-------- ENTRIES PROVIDED --------

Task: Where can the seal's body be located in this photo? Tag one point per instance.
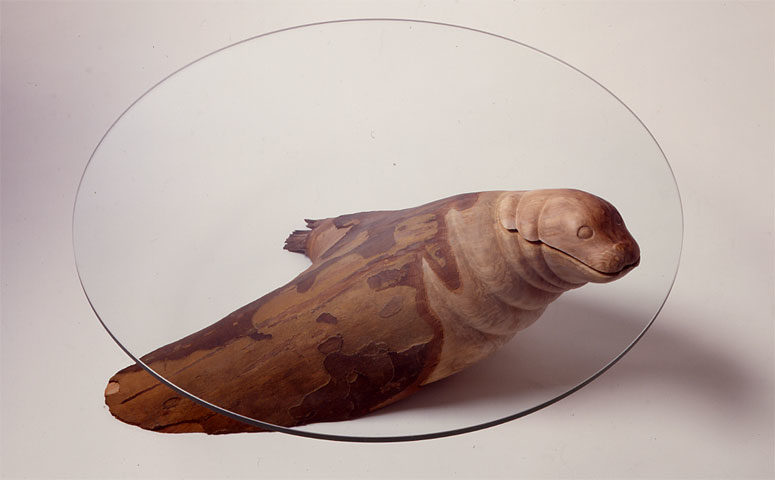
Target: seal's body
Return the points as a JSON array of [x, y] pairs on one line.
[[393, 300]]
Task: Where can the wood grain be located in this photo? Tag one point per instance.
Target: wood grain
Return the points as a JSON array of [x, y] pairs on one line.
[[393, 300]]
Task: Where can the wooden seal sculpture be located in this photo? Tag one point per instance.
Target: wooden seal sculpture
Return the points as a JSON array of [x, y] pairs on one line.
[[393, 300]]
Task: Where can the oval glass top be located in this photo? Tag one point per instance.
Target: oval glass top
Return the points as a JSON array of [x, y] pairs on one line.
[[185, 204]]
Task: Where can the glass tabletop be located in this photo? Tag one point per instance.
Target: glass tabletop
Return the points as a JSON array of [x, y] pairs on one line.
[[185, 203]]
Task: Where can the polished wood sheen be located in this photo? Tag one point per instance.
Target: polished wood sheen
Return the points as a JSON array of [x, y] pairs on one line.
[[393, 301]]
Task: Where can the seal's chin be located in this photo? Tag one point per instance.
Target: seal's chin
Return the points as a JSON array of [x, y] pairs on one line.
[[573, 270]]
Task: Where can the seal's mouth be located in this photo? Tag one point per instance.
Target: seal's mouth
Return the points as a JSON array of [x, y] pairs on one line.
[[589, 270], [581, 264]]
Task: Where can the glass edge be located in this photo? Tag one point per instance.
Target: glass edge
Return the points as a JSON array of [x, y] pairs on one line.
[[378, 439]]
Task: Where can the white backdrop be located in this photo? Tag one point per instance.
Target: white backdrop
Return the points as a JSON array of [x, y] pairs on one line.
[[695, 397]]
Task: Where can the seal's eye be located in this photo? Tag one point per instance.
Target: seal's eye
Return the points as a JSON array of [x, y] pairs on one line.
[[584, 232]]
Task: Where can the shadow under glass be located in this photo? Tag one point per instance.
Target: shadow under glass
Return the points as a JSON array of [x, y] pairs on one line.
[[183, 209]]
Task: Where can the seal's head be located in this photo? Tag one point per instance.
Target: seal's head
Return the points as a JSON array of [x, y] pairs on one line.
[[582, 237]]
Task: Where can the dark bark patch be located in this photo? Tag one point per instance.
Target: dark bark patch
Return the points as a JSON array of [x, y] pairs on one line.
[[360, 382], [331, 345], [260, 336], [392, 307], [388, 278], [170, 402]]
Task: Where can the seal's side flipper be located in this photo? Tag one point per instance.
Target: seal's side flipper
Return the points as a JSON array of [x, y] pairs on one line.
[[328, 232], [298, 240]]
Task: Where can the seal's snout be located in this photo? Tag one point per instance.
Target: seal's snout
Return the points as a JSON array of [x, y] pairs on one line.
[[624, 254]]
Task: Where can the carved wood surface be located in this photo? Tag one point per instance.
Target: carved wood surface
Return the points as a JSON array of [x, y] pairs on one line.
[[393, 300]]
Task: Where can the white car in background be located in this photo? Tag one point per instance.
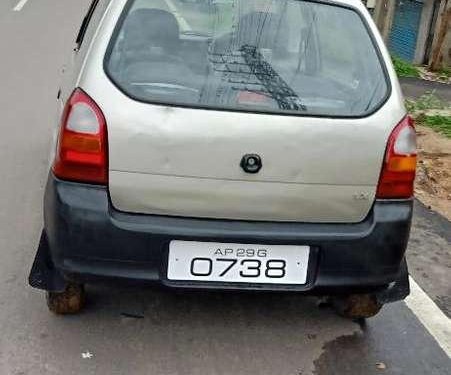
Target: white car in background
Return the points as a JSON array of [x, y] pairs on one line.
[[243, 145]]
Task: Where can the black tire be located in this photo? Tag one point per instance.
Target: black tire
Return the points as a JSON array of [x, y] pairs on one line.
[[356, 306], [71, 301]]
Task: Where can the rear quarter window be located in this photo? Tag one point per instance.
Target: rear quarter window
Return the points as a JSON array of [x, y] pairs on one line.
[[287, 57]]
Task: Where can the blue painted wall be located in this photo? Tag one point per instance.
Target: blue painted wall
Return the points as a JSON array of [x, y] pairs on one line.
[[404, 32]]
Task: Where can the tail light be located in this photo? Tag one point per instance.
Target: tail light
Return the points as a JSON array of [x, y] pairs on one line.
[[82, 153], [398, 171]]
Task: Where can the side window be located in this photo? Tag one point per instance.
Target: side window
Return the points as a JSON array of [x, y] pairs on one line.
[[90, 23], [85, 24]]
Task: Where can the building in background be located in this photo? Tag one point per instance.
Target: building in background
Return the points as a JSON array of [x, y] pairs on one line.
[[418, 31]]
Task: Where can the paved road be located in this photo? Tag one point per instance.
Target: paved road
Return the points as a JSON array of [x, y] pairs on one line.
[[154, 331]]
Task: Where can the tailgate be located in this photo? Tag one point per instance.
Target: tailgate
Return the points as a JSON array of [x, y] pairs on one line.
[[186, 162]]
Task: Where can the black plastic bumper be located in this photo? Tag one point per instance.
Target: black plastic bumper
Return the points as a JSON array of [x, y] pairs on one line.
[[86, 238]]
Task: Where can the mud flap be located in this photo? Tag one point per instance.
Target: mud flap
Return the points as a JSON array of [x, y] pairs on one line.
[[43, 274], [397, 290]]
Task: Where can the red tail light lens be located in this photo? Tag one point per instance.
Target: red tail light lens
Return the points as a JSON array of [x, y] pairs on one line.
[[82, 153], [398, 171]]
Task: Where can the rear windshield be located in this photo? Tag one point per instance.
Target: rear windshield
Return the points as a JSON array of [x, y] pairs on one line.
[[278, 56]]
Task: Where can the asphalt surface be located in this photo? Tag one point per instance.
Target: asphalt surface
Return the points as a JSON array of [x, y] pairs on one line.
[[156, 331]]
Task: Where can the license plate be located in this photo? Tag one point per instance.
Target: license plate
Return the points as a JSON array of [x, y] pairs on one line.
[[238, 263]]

--------

### [WHAT TO DO]
Reproduce the listing above with "photo" replaced by "image" wherever it occurs, keeping everything else unchanged. Leave out the pictures.

### [FULL RESPONSE]
Task: Where can the seal's body be located in this image? Tag one point per instance.
Target: seal's body
Return the points as a JSON array of [x, y] pairs on one line.
[[393, 300]]
Task: Where can the wood grain be located in this image? Tag one point per instance.
Target: wood grain
Return the points as a JSON array of [x, y] pairs on one line.
[[393, 300]]
Task: Where can the wooden seal sculpture be located in this image? Tag one point per instance.
Target: wooden seal sculpture
Return the points as a JSON array of [x, y] pairs on one line.
[[393, 300]]
Task: Where can the oval glass top be located in this image? Tag one point per instance.
Target: oval glass top
Return the points as a JSON array of [x, y] pairs on one line.
[[185, 204]]
Task: Where can the glass tabletop be located in this image? Tag one point per instance.
Target: glass tabletop
Return the points as a JSON array of [x, y] pairs on one line.
[[185, 203]]
Task: Where can the polished wood sheen be located in this image? Tag one point per instance.
Target: polished wood sheen
Return the points as a JSON array of [x, y] pairs on one line.
[[393, 301]]
Task: Where can the seal's chin be located in this image? Tag one point per instance.
Target: seal's chin
Return the points as a JSON array of [x, y] pairs on one line.
[[573, 270]]
Task: Where can the seal's mouth be located in this image? Tag one point per instance.
Target: seal's mouth
Return the points as a JSON array of [x, y] pairs on one line.
[[589, 270], [581, 264]]
Task: Where can the glass edge be located in this image? Tag one point per instance.
Target: glass edge
Return the points as a JSON array of [x, y] pairs on one line.
[[378, 439]]
Task: Where can the white backdrop be located in this image? Tag one point per instance.
Target: white backdrop
Return the points as a JSON array of [x, y] pairs on one line.
[[695, 397]]
Task: Where can the seal's eye be located in this image? Tag one point per instance.
Target: seal's eye
Return the points as a JSON array of [x, y] pairs on one line.
[[584, 232]]
Task: Where can the shadow under glass be located in this image? Tag one point per instance.
Target: shadow under glass
Return the points as a JSON array of [x, y] pairs on one line.
[[183, 209]]
Task: Where can the seal's head be located in this image? Tag one point per instance.
Target: seal's head
Return the points as a JSON array of [x, y] pairs on one line.
[[582, 237]]
Task: Where can the dark bark patch be located in this image? Tag one point per instance.
Target: dark bark patch
Return the points as a JSON array of [x, y] pairs on one line.
[[360, 382], [331, 345], [260, 336], [392, 307], [388, 278], [170, 402]]
Task: Where can the seal's side flipper be located in this image? Tag one point per instance.
Target: seal's side flipper
Return the points as a JSON array of [x, y] pairs on one line.
[[328, 232], [298, 240]]
Task: Where can the seal's snout be located in this image? Tag one point per instance.
Target: seal's snout
Return the points as a JSON array of [x, y] pairs on one line.
[[624, 254]]
Task: Where can the carved wood surface be located in this image? Tag one point per instance.
Target: carved wood surface
Return the points as a JSON array of [x, y] pairs on one line.
[[393, 300]]
Task: Where can the white car in background be located in this image? Tag one point per instance.
Target: white car in background
Return the points as a JSON array of [x, y] pairs on one line.
[[243, 145]]
Task: Where can the black tire be located in this image? Tag one point per instance.
Target: black tire
Return the points as a JSON array of [x, y] pairs on one line.
[[356, 306], [71, 301]]
Task: Where can the rear quarter window be located in this image? Tag one point per instance.
Target: rear quarter window
Return the points as a JSON array of [x, y] pairs on one line.
[[287, 57]]
Task: Where can the blue painted wall be located in this image? Tag one point per instance.
Target: blue painted wall
Return the points as a JSON array of [x, y] pairs on one line.
[[404, 32]]
Task: Where can the tail light be located in this image? Tag one point per instance.
Target: tail light
Return the points as a JSON array of [x, y] pairs on one line.
[[82, 153], [398, 171]]
Task: Where can the side window be located in this image? Tag one point per instance.
Target: side window
Return the points as a JSON array of [x, y] pairs on one line.
[[90, 23], [85, 24]]
Task: Where can the building in background be located in this image? Tag one point per instance.
Target: building in background
Return the points as a JSON array of [x, y] pairs on one line.
[[418, 31]]
Task: Where can the paved road be located in this image? Tag one point per instance.
Target: paved road
Return the points as a JSON array of [x, y] pairs on one line.
[[154, 331]]
Task: Where can the tailgate be located in this image? Tag one point per instance.
Target: tailgate
Return the points as a JSON array of [x, y] pairs on one line.
[[186, 162]]
Task: Where can the black plastic bumper be located in this image? Tag one point per instance.
Target: black plastic bumper
Return the points as a JSON array of [x, y] pairs on one line.
[[86, 238]]
Task: Where can the mud flap be located in this image? Tag one point per instance.
Target: mud flap
Return the points as a JSON array of [x, y] pairs on one line.
[[43, 274], [397, 290]]
Task: Where can the red tail light lens be located in this image? Tag one point per instance.
Target: red tail light lens
Return the points as a JSON array of [x, y] pairs on one line.
[[82, 153], [398, 171]]
Task: Where can the rear windshield be located in this image? Tag one point per instance.
Target: rear windshield
Return the points as a JSON array of [x, y] pairs on one line.
[[278, 56]]
Task: Where can the asphalt surface be located in this image? Tag one point per instance.
Target: asphalt surface
Return the points as a JSON array of [x, y] pairs on one line.
[[156, 331]]
Task: Where can the license plate be located in this image? Tag one point per instance.
Target: license plate
Return the points as a JSON array of [x, y] pairs on one line.
[[238, 263]]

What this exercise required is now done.